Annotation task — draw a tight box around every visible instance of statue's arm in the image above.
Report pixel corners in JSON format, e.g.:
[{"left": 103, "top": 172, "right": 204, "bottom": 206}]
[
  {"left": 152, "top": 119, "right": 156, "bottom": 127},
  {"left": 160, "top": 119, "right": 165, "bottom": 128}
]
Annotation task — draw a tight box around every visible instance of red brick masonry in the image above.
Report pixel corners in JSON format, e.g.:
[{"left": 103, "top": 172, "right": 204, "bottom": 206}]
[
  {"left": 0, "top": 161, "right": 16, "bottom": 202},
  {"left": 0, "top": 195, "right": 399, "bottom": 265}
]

• **Prompt**:
Exactly reproduce the entries in their entirety.

• **The completed task**:
Annotation task — draw a tight box around every visible instance of statue's arm in the image above.
Report pixel corners in JSON format, e.g.:
[{"left": 103, "top": 172, "right": 204, "bottom": 206}]
[
  {"left": 152, "top": 119, "right": 156, "bottom": 127},
  {"left": 160, "top": 119, "right": 165, "bottom": 128}
]
Annotation task — draw a tight box around every visible instance of red brick masonry in the image above.
Report pixel corners in JSON format, e.g.:
[{"left": 103, "top": 172, "right": 204, "bottom": 206}]
[
  {"left": 0, "top": 161, "right": 16, "bottom": 202},
  {"left": 0, "top": 195, "right": 399, "bottom": 265}
]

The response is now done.